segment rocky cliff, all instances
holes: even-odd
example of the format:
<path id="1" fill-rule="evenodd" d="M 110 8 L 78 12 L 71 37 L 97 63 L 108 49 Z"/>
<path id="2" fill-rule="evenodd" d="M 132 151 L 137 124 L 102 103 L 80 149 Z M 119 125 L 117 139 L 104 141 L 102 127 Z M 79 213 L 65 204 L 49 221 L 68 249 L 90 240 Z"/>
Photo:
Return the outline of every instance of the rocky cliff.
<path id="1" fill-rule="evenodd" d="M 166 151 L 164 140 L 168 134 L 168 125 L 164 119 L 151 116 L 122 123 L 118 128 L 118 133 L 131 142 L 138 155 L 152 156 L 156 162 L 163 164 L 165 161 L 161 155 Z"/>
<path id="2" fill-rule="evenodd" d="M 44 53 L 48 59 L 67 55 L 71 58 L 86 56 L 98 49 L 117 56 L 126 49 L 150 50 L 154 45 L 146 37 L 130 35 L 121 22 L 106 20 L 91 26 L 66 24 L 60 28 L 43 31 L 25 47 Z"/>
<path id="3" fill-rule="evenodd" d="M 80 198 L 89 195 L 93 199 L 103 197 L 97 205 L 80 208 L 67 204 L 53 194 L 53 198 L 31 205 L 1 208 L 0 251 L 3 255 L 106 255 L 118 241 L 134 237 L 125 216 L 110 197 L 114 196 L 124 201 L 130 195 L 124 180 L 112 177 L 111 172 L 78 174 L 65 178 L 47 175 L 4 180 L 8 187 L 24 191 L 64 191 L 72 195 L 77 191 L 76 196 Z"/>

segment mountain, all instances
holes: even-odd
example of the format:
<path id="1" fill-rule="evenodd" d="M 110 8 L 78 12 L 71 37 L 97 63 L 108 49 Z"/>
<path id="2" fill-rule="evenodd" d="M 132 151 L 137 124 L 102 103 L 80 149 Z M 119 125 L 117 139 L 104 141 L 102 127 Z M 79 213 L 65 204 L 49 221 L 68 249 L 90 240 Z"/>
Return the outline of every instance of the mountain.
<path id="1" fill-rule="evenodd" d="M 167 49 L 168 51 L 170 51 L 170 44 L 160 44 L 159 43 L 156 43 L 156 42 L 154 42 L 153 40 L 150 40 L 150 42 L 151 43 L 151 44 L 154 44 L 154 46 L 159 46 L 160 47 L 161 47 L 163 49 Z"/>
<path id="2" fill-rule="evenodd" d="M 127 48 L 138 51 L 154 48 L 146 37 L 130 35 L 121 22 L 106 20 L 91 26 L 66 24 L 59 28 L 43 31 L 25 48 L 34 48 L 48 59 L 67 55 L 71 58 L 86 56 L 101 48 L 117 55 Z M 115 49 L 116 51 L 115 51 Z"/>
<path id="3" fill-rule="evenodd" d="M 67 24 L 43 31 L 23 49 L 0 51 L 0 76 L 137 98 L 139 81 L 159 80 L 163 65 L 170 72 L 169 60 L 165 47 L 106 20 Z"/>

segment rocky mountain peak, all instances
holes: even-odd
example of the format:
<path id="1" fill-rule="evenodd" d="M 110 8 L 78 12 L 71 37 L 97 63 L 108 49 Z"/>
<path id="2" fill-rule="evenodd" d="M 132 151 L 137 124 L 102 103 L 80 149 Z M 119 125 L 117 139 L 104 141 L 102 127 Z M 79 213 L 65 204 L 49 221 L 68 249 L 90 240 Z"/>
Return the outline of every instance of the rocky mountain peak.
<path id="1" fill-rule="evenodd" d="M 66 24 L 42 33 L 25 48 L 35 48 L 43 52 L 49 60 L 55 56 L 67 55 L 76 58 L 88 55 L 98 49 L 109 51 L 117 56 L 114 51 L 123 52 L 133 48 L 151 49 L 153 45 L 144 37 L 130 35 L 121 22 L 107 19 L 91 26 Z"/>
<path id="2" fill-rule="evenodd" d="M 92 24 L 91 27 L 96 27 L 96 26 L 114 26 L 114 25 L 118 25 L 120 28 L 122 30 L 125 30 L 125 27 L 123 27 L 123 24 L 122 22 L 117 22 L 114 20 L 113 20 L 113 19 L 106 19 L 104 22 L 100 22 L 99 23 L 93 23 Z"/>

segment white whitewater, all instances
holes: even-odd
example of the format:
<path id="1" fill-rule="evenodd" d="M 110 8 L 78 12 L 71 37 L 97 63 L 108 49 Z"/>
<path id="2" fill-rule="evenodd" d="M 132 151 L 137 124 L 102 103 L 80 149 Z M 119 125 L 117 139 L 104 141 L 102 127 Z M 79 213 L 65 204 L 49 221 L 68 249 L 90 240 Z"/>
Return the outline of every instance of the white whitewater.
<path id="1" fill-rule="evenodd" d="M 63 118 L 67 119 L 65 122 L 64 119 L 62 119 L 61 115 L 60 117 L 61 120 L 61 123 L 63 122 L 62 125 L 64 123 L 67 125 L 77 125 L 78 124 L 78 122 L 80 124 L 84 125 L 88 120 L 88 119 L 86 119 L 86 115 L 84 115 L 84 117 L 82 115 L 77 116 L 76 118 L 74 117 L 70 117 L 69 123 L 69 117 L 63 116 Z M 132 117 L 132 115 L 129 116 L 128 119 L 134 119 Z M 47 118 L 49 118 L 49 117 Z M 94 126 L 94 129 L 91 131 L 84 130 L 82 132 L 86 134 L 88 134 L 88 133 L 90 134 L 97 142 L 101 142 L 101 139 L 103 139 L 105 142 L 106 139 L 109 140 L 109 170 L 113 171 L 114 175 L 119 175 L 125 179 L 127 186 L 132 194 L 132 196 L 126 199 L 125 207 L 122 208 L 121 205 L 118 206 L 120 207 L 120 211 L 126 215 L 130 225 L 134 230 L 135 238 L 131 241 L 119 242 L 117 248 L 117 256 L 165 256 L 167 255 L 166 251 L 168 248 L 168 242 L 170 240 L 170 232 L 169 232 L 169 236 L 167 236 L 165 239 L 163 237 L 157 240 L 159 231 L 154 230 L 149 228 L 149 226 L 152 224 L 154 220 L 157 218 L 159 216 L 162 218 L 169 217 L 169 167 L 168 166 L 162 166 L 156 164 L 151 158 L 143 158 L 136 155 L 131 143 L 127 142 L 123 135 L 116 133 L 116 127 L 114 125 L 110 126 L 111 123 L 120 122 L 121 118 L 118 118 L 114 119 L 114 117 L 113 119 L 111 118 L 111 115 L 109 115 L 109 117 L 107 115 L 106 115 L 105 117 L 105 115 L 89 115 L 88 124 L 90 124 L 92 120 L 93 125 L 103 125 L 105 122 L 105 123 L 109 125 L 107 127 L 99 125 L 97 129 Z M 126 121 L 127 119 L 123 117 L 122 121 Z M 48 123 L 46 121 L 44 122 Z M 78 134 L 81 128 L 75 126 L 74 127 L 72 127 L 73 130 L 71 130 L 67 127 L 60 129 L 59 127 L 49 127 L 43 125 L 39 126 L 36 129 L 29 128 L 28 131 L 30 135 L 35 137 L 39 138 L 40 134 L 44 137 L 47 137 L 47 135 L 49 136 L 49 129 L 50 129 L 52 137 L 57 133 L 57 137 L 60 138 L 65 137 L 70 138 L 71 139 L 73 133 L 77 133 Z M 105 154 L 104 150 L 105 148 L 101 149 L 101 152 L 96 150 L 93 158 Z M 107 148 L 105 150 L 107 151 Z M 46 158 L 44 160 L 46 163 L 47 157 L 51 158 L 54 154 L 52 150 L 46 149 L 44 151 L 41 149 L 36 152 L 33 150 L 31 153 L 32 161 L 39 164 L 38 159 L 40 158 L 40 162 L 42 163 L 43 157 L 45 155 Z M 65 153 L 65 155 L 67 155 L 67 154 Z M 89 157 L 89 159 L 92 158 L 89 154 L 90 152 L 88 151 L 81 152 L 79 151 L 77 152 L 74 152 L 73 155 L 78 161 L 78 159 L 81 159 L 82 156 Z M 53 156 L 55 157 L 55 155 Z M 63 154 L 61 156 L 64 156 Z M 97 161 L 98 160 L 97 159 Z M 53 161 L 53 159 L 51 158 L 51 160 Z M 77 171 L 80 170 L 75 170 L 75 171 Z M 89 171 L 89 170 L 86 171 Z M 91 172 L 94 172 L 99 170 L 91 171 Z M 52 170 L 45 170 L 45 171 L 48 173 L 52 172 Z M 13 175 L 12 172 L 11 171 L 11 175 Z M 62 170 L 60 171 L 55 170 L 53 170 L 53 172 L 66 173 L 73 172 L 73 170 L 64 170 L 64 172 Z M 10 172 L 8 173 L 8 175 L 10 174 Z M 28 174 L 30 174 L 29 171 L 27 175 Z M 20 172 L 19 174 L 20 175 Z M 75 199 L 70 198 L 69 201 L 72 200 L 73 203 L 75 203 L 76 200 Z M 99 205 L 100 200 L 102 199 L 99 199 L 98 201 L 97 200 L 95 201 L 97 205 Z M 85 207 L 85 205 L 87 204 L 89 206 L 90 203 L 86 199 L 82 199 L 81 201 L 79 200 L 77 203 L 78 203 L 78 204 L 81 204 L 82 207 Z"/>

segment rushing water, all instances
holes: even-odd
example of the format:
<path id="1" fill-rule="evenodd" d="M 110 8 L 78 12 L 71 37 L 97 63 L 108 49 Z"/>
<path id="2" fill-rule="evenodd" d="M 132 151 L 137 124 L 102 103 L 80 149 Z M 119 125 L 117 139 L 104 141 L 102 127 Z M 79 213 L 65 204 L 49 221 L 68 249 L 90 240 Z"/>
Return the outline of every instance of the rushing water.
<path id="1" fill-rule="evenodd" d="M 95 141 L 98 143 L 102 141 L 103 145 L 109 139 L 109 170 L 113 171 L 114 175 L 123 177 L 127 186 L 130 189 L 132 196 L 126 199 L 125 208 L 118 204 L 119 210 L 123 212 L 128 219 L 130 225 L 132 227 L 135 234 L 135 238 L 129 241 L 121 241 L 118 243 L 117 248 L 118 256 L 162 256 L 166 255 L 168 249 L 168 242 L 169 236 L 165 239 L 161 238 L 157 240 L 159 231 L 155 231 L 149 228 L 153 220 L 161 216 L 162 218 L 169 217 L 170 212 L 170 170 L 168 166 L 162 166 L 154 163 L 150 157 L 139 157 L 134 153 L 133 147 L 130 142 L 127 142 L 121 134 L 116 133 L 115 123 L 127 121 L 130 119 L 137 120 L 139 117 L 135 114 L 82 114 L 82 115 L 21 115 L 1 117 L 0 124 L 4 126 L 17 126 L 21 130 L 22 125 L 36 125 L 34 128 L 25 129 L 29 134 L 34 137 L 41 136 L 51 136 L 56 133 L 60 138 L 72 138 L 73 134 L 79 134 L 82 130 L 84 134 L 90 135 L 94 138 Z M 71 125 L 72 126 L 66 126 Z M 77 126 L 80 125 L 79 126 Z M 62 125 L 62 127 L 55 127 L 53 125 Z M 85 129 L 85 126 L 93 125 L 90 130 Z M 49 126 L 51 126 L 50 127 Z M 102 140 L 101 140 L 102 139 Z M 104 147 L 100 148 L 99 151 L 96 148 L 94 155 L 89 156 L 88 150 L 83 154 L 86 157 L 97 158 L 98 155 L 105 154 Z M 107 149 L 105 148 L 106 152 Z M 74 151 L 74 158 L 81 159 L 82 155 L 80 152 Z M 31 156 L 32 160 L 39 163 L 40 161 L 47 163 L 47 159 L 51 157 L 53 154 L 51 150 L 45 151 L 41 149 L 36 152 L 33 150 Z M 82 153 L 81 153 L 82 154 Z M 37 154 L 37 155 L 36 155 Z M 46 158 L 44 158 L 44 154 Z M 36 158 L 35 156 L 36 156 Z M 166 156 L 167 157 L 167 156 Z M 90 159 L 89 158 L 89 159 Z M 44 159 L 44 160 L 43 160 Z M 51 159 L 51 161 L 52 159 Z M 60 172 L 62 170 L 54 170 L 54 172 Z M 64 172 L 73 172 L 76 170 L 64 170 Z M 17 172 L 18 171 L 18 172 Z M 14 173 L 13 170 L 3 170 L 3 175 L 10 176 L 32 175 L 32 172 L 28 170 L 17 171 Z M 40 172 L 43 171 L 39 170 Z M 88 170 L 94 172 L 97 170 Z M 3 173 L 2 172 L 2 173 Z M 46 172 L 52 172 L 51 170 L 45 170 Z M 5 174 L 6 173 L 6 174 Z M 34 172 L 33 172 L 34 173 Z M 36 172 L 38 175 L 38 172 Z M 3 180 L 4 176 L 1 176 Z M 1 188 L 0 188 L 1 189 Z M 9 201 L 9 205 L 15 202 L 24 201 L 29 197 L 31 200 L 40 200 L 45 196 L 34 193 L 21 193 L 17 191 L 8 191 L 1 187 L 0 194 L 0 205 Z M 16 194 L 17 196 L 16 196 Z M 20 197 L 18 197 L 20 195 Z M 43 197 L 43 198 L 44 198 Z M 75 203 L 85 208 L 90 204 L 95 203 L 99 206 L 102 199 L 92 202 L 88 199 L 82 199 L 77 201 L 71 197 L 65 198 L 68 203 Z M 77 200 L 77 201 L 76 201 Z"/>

___

= WORK INSTRUCTIONS =
Reproduce without alteration the lines of the material above, beginning with the line containing "segment rushing water, all instances" and continuing through the line containing "Return the outline of every instance of the rushing", with both of those lines included.

= RESULT =
segment rushing water, all instances
holes: even-odd
example of the format:
<path id="1" fill-rule="evenodd" d="M 110 8 L 78 12 L 71 37 L 97 63 L 108 49 Z"/>
<path id="2" fill-rule="evenodd" d="M 132 151 L 137 124 L 102 103 L 80 149 Z M 119 125 L 117 139 L 104 141 L 102 127 Z M 79 213 L 65 204 L 49 221 L 68 249 L 90 240 Z"/>
Return the outline of every instance of the rushing water.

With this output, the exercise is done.